→ **THE PROBLEM**
Summarize the message below about subgraph() and tree() in TP4 in two sentences.

→ **TEXT PROVIDED**
········
Re: [DISCUSS] Primitive Types, Complex Types, and their Entailments in TP4

Stephen Mallette Tue, 16 Apr 2019 09:54:13 -0700

>
> > I'd also wonder about how we treat subgraph() and tree()? could those be
> a
> > List<TPath> somehow??
>
> Yes, Tree is List<TPath>. Subgraph….hmmmm….shooting from the hip: you
> don’t get back a graph, its stored in:
>
> g.withProcessor(TinkerGraphStructure.class, config1)
>
> That is, the subgraph is written to one of the registered structures. You
> can then query it like any other registered structure. Remember, in TP4, we
> will support an arbitrary number of structures associated with a Bytecode
> source.
>


I just thought of something interesting - if we can subgraph() into a
TinkerGraph that way, then the opposite is true as well, right? like, you
could pull a subgraph(), do some mutations to it locally, then later write
some Gremlin to merge that subgraph back to its parent as a single
transaction. i suppose the nature of a "single transaction" would be
specific to each graph provider, but still neat to think about.
········
→ **DATA SHOWN**
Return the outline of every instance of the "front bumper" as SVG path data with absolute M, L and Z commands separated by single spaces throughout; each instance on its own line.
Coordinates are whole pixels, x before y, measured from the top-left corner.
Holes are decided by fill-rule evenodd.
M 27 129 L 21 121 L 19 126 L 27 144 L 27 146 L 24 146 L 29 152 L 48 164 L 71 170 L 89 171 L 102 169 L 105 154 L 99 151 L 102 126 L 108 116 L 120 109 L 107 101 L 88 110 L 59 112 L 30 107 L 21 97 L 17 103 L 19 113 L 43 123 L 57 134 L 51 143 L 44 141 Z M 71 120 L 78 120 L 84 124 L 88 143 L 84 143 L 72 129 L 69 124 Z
········
→ **ANSWER**
The quoted reply says that a tree is a List<TPath> and that subgraph() does not return a graph but writes the subgraph to one of the registered structures, where it can be queried like any other, since TP4 will support an arbitrary number of structures associated with a Bytecode source. The writer adds that the reverse should also be possible: a subgraph could be pulled, mutated locally, and later merged back into its parent with Gremlin as a single transaction, though the nature of that transaction would be specific to each graph provider.